▶ _Exercise requirements_: Return the following from the records below: each line, word for word, starting with the line that contains "Target: smartphone" and going on through the line that contains "the form <point>239,245</point>.", with nothing outside that range.

++++ Information supplied ++++

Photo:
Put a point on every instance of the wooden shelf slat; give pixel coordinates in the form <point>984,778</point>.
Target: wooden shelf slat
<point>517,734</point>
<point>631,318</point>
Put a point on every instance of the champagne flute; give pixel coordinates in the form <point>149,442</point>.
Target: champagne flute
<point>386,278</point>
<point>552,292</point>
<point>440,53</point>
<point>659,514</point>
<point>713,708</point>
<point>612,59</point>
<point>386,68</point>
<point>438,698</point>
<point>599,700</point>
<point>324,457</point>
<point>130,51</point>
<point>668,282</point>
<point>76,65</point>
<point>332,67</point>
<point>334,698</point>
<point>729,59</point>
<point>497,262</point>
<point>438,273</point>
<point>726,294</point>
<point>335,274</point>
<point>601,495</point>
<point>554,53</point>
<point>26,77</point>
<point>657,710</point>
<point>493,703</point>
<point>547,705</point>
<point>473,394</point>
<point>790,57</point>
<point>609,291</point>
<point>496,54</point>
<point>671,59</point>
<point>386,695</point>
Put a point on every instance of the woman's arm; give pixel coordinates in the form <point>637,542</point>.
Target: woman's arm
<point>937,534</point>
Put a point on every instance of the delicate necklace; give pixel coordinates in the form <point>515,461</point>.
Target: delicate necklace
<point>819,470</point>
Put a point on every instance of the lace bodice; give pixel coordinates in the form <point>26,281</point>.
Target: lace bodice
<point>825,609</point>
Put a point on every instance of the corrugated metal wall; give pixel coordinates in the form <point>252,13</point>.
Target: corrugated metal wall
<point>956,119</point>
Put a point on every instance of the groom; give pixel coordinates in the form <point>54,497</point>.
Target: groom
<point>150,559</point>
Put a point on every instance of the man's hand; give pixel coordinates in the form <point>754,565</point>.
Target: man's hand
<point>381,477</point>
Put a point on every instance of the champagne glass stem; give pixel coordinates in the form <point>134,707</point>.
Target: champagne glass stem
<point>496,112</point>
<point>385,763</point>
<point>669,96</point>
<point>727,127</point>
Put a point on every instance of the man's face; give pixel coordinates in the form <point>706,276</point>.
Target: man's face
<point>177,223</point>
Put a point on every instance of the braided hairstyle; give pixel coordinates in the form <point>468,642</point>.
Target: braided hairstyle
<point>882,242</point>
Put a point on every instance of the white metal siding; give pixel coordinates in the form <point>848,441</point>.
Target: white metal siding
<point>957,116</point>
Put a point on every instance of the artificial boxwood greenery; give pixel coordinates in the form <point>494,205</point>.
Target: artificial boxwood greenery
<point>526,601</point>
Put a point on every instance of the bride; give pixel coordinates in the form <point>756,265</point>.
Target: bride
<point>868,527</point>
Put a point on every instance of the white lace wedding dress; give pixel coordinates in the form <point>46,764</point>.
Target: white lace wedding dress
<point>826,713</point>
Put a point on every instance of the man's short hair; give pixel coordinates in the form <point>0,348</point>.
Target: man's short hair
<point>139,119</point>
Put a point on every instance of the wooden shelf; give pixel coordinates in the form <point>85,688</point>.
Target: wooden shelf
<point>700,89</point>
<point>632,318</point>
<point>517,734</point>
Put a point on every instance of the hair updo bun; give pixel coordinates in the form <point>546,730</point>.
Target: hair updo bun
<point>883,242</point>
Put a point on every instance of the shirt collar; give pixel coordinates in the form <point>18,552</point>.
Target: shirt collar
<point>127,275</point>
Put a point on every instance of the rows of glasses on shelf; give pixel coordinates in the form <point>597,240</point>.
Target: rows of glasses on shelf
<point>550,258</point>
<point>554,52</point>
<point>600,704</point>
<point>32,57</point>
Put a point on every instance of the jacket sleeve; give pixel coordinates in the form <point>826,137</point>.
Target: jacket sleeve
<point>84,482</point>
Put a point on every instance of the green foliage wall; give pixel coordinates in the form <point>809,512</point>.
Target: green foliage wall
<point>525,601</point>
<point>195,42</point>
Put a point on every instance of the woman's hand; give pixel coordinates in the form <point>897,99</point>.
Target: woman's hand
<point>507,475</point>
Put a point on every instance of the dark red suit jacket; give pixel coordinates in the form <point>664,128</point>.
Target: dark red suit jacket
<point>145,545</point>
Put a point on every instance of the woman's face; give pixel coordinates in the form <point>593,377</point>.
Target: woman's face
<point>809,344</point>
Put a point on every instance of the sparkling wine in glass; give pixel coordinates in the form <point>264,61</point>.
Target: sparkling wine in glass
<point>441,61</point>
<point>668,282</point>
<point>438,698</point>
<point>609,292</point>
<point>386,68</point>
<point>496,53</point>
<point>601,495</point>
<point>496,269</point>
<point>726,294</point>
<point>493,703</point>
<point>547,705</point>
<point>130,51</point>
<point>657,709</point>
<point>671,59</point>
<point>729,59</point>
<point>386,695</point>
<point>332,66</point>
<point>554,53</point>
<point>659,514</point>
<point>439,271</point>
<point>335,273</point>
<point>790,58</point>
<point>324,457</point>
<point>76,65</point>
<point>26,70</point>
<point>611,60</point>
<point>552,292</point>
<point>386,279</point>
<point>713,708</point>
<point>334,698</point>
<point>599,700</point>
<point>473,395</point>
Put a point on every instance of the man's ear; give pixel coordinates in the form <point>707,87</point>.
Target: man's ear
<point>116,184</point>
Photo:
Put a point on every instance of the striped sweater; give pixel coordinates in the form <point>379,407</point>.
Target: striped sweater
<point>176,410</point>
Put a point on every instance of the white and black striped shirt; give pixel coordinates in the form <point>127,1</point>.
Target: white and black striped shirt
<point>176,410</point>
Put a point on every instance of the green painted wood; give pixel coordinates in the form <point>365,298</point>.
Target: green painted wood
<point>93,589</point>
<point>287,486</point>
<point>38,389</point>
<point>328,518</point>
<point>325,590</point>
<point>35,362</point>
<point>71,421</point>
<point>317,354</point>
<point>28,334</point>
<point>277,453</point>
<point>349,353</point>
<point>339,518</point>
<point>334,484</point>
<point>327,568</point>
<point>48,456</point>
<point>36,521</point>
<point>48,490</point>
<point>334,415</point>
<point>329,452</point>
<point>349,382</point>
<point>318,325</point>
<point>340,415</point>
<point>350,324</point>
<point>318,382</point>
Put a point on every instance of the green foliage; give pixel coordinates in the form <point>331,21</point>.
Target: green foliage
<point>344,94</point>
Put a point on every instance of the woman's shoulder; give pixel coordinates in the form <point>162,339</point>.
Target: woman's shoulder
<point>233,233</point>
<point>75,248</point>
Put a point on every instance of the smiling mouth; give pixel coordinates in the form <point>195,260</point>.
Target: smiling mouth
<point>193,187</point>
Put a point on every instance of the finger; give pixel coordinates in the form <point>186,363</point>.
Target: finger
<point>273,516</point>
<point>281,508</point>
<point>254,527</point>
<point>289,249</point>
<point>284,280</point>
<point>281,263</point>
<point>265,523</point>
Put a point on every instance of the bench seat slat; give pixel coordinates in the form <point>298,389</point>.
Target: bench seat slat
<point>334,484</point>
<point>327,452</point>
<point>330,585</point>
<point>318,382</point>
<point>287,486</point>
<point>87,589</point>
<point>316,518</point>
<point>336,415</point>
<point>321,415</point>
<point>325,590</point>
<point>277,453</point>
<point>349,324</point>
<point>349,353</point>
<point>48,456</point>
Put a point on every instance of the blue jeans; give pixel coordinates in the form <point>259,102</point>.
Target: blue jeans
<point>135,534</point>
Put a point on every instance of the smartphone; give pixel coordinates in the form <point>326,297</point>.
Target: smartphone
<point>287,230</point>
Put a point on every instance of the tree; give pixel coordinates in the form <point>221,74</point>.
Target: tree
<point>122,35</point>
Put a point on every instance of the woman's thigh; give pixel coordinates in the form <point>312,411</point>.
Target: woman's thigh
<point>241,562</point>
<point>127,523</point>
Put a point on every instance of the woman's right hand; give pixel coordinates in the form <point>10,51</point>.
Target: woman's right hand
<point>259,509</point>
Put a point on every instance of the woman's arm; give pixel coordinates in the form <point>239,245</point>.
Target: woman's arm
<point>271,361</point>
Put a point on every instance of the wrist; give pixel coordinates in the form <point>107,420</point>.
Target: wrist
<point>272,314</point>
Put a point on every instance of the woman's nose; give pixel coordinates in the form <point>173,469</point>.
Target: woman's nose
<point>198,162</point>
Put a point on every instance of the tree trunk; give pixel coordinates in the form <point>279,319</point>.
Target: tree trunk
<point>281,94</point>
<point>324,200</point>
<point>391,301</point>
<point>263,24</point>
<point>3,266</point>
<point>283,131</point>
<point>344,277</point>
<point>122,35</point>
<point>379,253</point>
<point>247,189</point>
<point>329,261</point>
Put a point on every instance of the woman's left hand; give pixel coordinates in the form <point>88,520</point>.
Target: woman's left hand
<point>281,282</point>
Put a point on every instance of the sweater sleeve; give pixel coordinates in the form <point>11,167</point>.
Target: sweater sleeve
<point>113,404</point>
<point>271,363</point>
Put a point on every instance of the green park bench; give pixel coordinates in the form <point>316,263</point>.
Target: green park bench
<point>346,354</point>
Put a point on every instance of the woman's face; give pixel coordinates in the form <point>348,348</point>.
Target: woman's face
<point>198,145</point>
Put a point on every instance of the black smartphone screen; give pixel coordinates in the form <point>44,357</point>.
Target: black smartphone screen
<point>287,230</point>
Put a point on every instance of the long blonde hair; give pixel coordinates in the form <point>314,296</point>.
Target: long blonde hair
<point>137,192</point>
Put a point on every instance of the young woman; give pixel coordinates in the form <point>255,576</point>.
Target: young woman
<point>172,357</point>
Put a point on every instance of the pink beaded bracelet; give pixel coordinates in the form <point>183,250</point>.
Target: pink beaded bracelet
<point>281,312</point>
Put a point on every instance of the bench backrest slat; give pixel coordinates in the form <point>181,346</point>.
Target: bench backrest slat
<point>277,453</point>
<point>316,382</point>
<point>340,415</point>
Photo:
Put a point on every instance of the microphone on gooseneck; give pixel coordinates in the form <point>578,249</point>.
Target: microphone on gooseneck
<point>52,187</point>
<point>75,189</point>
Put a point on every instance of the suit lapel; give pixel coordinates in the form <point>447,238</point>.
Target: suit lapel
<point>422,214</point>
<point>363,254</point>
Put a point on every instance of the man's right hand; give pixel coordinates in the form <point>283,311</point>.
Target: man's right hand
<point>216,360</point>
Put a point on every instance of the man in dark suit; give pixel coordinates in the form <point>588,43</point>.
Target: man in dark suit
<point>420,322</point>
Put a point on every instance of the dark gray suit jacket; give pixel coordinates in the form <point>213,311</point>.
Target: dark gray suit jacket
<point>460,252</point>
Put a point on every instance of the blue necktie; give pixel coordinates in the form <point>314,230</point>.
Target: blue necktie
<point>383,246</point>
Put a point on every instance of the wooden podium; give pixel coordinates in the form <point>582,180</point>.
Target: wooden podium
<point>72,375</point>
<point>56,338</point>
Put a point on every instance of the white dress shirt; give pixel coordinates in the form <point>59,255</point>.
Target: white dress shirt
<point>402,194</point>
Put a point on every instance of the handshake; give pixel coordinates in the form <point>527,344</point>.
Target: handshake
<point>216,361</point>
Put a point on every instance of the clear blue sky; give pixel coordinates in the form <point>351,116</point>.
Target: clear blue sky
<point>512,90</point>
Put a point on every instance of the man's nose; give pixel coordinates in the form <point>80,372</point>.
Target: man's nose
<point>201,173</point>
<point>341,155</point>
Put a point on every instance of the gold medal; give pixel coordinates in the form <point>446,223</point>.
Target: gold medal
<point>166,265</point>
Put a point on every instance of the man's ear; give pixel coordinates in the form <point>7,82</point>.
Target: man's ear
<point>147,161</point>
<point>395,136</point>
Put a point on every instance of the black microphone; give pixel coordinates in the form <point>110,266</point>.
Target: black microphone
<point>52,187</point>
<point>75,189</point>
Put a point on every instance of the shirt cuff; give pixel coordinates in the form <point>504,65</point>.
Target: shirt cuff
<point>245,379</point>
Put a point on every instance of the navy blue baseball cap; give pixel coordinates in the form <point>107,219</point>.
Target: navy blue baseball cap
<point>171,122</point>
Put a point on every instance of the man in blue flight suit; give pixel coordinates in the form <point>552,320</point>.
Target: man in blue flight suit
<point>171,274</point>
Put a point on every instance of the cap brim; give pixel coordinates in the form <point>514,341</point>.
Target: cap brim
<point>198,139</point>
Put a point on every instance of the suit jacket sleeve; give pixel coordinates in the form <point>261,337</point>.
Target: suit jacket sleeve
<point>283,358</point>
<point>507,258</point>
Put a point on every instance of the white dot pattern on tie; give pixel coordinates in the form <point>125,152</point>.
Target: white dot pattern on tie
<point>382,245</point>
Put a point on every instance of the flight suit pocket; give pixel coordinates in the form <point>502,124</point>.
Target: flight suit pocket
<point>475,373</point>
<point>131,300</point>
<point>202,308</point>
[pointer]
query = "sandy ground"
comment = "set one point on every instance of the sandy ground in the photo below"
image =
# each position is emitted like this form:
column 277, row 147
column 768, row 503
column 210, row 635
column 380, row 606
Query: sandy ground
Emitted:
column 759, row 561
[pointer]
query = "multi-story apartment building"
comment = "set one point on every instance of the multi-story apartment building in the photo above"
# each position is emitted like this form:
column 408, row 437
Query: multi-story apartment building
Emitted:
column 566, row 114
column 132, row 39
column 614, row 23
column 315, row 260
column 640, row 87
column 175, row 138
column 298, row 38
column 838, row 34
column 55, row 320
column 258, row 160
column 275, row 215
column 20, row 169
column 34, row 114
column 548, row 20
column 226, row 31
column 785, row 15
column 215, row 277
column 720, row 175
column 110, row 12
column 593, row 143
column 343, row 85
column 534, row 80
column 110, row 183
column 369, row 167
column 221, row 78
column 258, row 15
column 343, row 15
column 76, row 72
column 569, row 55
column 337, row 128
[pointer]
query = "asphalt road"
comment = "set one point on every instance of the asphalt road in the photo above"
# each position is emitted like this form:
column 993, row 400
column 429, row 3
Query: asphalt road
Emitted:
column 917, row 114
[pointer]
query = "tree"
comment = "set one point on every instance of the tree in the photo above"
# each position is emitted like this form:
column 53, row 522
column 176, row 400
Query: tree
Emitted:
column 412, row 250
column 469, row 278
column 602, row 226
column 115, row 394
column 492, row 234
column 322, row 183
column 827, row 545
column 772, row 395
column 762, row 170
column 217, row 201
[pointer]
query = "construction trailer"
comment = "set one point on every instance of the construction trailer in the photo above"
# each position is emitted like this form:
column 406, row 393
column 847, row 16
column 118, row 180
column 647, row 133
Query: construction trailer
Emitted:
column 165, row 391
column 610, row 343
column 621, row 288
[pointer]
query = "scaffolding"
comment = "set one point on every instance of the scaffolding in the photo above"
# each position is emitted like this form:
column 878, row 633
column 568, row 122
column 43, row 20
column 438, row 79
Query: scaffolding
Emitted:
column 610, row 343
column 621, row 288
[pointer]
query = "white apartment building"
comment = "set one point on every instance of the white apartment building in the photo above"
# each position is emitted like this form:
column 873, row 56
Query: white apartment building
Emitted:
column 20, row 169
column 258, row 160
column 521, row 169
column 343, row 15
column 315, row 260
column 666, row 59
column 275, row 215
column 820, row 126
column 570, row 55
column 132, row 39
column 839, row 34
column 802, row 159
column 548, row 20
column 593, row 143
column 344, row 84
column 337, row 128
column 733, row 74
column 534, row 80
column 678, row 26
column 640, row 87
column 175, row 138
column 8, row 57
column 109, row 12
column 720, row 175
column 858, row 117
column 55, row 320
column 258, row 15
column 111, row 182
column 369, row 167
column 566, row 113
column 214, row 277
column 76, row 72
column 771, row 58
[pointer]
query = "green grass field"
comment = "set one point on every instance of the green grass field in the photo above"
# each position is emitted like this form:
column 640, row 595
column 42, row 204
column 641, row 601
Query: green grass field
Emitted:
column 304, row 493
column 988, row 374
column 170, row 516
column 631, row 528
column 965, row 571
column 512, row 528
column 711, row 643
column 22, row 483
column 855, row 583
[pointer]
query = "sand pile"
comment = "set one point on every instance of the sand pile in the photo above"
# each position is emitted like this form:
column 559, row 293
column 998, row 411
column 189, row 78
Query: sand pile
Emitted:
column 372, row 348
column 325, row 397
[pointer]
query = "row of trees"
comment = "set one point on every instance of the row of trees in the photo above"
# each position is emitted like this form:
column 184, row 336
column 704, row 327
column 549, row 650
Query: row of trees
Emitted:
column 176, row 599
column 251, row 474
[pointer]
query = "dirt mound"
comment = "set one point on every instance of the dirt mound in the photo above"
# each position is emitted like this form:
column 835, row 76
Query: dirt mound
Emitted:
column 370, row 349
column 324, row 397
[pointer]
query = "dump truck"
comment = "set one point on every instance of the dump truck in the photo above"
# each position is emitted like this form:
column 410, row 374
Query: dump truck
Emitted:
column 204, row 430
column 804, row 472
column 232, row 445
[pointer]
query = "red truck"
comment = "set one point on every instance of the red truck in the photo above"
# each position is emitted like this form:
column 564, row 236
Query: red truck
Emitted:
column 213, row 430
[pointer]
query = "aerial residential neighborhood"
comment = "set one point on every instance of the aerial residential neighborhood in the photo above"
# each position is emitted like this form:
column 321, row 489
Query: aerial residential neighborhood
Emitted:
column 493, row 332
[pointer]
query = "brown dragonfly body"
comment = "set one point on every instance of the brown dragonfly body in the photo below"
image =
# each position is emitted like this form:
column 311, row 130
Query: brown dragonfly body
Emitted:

++++

▶ _Solution for this exercise_:
Target: smartphone
<point>287,230</point>
Put a point on every instance of the tree; give pixel coordinates in the form <point>221,74</point>.
Target: tree
<point>122,35</point>
Put a point on every instance of the woman's thigh; give pixel coordinates in the form <point>312,411</point>.
Target: woman's thigh
<point>241,562</point>
<point>127,523</point>
Put a point on every instance of the woman's right hand; give pixel coordinates in the form <point>10,51</point>.
Target: woman's right hand
<point>259,509</point>
Put a point on every instance of the woman's arm; give pixel coordinates in the form <point>239,245</point>.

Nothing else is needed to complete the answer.